Task requirements:
Please restate each entry below, word for word.
[Data supplied — start]
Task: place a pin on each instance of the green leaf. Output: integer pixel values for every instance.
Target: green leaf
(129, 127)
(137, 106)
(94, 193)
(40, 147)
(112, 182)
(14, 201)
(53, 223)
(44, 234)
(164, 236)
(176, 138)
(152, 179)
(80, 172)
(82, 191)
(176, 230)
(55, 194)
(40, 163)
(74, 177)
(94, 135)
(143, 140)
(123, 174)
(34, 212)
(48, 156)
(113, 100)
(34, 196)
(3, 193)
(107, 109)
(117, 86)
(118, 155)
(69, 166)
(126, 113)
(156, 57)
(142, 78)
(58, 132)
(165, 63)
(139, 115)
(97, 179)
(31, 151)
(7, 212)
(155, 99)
[Data supplied — finish]
Written reply:
Task: place a pin on each instance of the green leaf. Output: integer pixel values for every instance.
Target: green leaf
(129, 127)
(137, 106)
(94, 193)
(40, 147)
(112, 182)
(14, 201)
(53, 223)
(44, 234)
(164, 236)
(176, 138)
(152, 179)
(80, 172)
(82, 191)
(176, 230)
(55, 194)
(40, 163)
(74, 177)
(94, 135)
(143, 140)
(123, 174)
(34, 212)
(48, 156)
(113, 100)
(34, 196)
(3, 193)
(107, 109)
(117, 86)
(118, 155)
(69, 166)
(126, 113)
(156, 57)
(142, 78)
(58, 132)
(165, 63)
(139, 115)
(97, 179)
(31, 151)
(7, 212)
(155, 99)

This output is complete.